───── Selected extract ─────

Latest revision as of 16:22, 28 February 2023


Mutual information between continuous random variables


In the chapter  "Information-theoretical model of digital signal transmission"  the  "mutual information"  between the two discrete random variables  $X$  and  $Y$  was given, among other things,  in the following form:

$$I(X;Y) = \hspace{0.5cm} \sum_{\hspace{-0.9cm}y \hspace{0.1cm}\in \hspace{0.1cm}{\rm supp}\hspace{0.05cm} (P_{Y}\hspace{-0.08cm})} \hspace{-1.1cm}\sum_{\hspace{1.3cm} x \hspace{0.1cm}\in \hspace{0.1cm}{\rm supp}\hspace{0.05cm} (P_{X}\hspace{-0.08cm})} \hspace{-0.9cm} P_{XY}(x, y) \cdot {\rm log} \hspace{0.1cm} \frac{ P_{XY}(x, y)}{P_{X}(x) \cdot P_{Y}(y)} \hspace{0.05cm}.$$

This equation simultaneously corresponds to the  "Kullback–Leibler distance"  between the joint probability function  $P_{XY}$  and the product of the two individual probability functions  $P_X$  and  $P_Y$:

$$I(X;Y) = D(P_{XY} \hspace{0.05cm} || \hspace{0.05cm}P_{X} \cdot P_{Y}) \hspace{0.05cm}.$$

In order to derive the mutual information  $I(X; Y)$  between two continuous random variables  $X$  and  $Y$,  one proceeds as follows,  whereby inverted commas indicate a quantized variable:

  • One quantizes the random variables  $X$  and  $Y$  $($with the quantization intervals  ${\it Δ}x$  and  ${\it Δ}y)$  and thus obtains the probability functions  $P_{X\hspace{0.01cm}′}$  and  $P_{Y\hspace{0.01cm}′}$.
  • The "vectors"  $P_{X\hspace{0.01cm}′}$  and  $P_{Y\hspace{0.01cm}′}$  become infinitely long after the boundary transitions  ${\it Δ}x → 0,\hspace{0.1cm} {\it Δ}y → 0$,  and the joint PMF  $P_{X\hspace{0.01cm}′\hspace{0.08cm}Y\hspace{0.01cm}′}$  is also infinitely extended in area.

─────

Given problem A:
In the mutual information excerpt, what do inverted commas indicate?
The mutual information excerpt and the records come from unrelated sources.

───── Input ─────

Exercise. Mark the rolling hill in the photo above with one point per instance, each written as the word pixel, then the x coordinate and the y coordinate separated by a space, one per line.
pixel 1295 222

─────
───── Input ─────

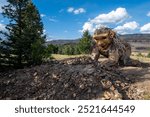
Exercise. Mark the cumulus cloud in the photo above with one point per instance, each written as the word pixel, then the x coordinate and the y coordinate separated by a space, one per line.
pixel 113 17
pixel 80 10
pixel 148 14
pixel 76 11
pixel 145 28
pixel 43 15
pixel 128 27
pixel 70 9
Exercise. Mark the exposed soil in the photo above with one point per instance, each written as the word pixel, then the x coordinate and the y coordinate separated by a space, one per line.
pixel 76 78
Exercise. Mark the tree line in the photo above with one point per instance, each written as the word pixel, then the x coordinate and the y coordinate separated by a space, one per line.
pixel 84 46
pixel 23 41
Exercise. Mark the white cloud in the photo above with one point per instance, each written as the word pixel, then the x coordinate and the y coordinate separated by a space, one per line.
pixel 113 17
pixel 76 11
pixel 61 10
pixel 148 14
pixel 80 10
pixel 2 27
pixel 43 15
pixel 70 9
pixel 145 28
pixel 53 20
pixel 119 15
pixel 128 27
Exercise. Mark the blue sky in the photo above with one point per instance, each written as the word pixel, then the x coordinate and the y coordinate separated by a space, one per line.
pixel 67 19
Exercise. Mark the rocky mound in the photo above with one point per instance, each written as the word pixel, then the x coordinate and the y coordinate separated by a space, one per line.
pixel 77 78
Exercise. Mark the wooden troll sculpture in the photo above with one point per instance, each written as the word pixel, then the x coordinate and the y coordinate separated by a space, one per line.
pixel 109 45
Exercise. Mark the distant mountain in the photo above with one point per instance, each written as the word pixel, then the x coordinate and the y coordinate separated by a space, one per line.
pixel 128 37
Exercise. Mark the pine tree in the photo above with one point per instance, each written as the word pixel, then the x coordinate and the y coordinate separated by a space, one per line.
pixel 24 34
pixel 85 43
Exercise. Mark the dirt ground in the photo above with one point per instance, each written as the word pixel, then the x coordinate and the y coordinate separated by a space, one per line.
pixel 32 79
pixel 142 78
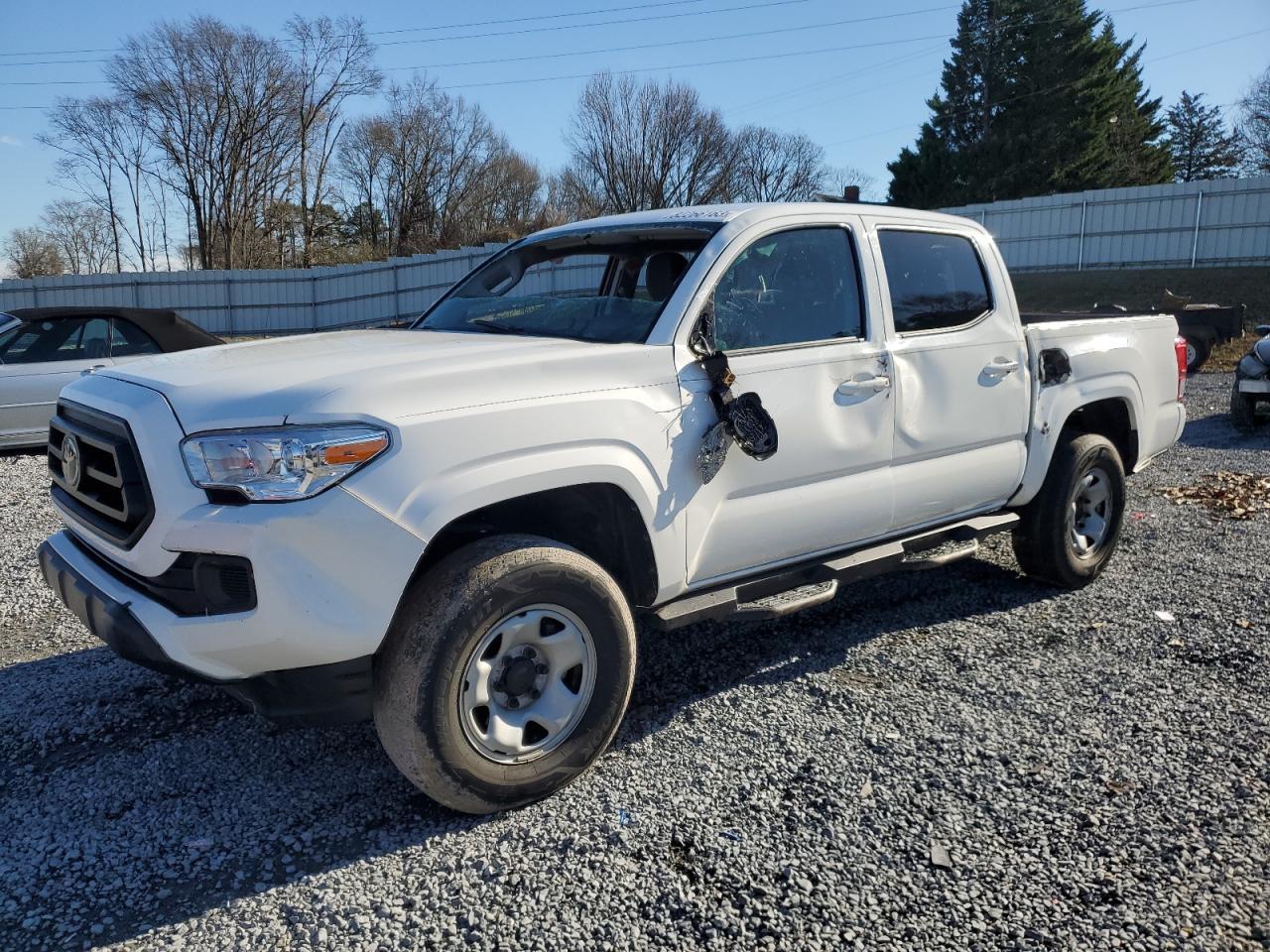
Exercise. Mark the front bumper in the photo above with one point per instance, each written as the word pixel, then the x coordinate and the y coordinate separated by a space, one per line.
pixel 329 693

─────
───── Input ─────

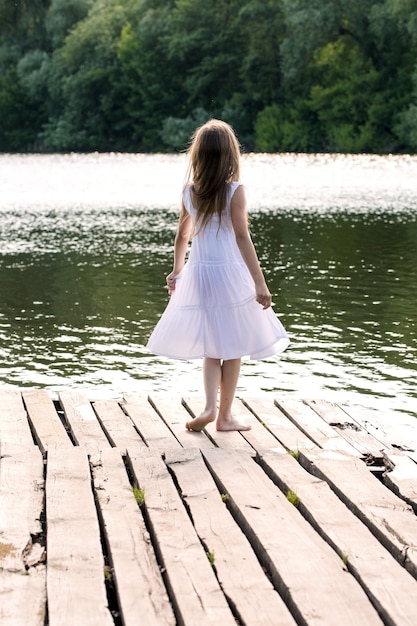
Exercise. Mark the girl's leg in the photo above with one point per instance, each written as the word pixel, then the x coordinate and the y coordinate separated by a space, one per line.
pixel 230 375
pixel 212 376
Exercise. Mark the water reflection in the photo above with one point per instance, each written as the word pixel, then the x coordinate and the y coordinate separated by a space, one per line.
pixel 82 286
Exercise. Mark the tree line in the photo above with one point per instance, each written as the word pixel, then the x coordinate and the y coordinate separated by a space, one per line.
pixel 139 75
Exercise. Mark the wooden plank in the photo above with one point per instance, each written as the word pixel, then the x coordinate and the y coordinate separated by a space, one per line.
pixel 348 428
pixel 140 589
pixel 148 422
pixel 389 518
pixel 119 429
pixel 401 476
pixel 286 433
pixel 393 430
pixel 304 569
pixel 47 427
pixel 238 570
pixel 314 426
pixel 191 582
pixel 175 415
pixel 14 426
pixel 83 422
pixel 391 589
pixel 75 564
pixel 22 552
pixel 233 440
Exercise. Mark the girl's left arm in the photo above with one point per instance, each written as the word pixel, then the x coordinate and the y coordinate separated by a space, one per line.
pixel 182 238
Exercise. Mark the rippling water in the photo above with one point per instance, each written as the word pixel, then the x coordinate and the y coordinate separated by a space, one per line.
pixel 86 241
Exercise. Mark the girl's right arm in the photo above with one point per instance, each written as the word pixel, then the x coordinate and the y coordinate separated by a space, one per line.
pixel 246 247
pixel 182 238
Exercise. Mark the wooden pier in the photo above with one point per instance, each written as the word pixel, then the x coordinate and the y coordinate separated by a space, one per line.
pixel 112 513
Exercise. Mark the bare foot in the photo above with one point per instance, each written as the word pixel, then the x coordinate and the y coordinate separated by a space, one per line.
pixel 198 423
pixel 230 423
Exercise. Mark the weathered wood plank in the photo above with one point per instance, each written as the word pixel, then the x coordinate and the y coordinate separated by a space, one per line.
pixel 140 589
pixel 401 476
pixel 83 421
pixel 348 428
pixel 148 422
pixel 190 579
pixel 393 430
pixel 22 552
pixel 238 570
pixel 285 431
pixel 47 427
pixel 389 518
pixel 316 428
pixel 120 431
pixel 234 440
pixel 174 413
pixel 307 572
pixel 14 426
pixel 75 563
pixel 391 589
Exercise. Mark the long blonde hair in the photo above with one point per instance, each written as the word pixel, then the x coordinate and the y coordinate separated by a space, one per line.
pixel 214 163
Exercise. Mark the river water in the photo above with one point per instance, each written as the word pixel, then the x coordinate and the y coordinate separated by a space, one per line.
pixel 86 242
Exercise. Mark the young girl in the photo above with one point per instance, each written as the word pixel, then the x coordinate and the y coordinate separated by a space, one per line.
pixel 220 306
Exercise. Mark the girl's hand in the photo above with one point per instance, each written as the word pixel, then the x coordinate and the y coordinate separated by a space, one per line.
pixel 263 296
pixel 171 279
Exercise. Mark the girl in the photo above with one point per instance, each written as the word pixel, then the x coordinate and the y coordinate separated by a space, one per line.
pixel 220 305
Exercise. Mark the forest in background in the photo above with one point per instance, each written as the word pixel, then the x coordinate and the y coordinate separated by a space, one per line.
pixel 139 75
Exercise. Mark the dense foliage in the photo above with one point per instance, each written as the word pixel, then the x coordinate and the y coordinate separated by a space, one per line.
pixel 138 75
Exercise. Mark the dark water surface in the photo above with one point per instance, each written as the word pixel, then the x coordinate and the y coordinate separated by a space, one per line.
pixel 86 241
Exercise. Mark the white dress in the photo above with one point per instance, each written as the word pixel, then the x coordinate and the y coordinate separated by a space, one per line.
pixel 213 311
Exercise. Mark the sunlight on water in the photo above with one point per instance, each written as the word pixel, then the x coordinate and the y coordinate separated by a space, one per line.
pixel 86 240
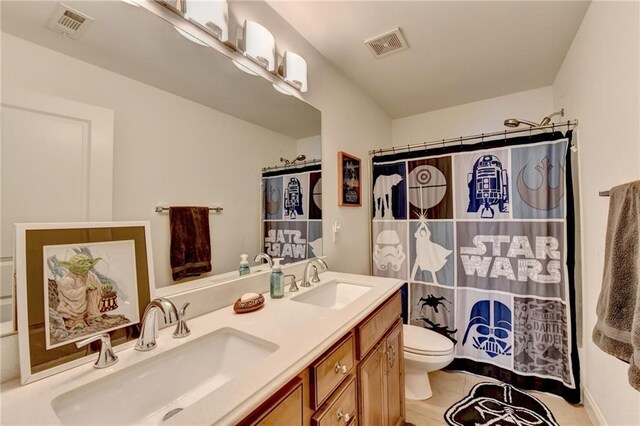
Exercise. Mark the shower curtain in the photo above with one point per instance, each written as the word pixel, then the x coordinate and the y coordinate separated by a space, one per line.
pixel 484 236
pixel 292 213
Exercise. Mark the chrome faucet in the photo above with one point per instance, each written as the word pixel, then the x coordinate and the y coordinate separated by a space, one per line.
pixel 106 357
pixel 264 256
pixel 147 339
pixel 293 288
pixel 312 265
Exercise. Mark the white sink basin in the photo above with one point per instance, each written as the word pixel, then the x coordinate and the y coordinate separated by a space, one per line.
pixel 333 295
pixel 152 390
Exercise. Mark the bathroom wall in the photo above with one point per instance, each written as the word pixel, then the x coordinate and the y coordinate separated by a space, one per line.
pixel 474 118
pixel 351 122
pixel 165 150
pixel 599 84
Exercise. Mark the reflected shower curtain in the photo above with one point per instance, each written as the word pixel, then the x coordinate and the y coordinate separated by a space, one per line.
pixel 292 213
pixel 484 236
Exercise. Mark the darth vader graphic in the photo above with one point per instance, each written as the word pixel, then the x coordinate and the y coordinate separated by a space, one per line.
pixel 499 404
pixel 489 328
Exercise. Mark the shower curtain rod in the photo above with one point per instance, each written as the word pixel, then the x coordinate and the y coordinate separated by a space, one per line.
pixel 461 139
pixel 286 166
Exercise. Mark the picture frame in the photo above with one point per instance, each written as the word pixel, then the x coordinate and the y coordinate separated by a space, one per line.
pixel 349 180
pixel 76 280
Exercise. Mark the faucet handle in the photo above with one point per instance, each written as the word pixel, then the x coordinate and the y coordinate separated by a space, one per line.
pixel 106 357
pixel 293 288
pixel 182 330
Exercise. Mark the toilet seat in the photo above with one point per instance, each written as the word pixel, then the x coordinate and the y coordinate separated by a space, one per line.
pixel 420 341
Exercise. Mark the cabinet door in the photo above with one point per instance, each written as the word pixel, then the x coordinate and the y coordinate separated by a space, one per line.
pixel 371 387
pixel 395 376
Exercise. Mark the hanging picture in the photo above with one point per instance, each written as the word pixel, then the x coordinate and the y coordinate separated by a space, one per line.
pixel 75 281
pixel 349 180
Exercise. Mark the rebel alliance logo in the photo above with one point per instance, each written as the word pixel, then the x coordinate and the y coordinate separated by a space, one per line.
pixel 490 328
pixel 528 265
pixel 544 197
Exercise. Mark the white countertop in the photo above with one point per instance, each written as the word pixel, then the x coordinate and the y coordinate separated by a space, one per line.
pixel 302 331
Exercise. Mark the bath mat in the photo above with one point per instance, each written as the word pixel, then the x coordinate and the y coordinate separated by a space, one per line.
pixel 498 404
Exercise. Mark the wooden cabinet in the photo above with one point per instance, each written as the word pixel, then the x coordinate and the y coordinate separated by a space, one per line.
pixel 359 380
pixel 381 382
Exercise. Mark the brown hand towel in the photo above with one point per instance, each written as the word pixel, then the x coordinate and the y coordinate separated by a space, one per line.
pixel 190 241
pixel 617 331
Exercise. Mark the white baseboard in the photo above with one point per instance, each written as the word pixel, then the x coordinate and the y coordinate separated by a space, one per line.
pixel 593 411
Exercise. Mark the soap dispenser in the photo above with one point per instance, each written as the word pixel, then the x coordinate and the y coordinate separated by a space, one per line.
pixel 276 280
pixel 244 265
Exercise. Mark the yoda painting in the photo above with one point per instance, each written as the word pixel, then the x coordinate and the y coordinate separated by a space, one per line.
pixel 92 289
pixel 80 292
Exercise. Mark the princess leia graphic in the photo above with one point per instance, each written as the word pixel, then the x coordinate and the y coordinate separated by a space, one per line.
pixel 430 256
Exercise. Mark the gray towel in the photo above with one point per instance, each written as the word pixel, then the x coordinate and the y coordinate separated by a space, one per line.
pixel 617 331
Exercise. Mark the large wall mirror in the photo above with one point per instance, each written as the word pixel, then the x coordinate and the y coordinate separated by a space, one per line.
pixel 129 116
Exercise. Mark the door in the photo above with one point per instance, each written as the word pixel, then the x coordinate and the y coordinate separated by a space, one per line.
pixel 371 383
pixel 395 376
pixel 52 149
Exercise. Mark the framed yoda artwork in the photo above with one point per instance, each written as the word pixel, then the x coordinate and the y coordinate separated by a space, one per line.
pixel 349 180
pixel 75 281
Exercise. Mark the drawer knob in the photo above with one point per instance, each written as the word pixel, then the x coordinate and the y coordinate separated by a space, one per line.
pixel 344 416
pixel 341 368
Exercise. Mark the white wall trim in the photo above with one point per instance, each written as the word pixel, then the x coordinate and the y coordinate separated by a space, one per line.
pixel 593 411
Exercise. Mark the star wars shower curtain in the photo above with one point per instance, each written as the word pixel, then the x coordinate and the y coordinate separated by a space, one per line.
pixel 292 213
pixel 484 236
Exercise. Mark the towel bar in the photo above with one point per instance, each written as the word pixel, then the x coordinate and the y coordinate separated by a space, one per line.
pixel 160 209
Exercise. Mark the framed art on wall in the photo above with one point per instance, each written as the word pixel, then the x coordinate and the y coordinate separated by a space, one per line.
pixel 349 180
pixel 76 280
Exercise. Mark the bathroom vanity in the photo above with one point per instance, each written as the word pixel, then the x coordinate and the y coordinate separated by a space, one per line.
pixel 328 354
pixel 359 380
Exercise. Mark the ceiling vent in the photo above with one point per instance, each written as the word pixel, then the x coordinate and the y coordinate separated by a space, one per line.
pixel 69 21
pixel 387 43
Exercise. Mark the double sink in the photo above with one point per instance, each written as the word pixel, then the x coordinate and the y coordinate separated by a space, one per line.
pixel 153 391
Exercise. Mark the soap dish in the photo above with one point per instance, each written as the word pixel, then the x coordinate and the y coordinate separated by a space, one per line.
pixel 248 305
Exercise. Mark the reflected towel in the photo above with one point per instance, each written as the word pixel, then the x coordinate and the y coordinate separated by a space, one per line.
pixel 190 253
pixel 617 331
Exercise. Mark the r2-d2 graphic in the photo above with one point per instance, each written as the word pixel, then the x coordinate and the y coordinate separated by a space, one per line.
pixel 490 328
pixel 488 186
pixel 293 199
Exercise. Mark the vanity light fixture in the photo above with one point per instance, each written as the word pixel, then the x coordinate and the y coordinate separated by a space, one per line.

─────

Given problem B:
From the records, give everything from the line containing "Exercise. Mark the rolling" down to the line containing "pixel 1295 222", both included, as a JSON list of strings with one string per line and blank lines left out.

Result A:
They indicate a quantized variable.

Result B:
[
  "Exercise. Mark the rolling hill in the photo above with one point per instance, each written as the word pixel, then the x coordinate and the y coordinate separated by a space, one per line.",
  "pixel 1295 222"
]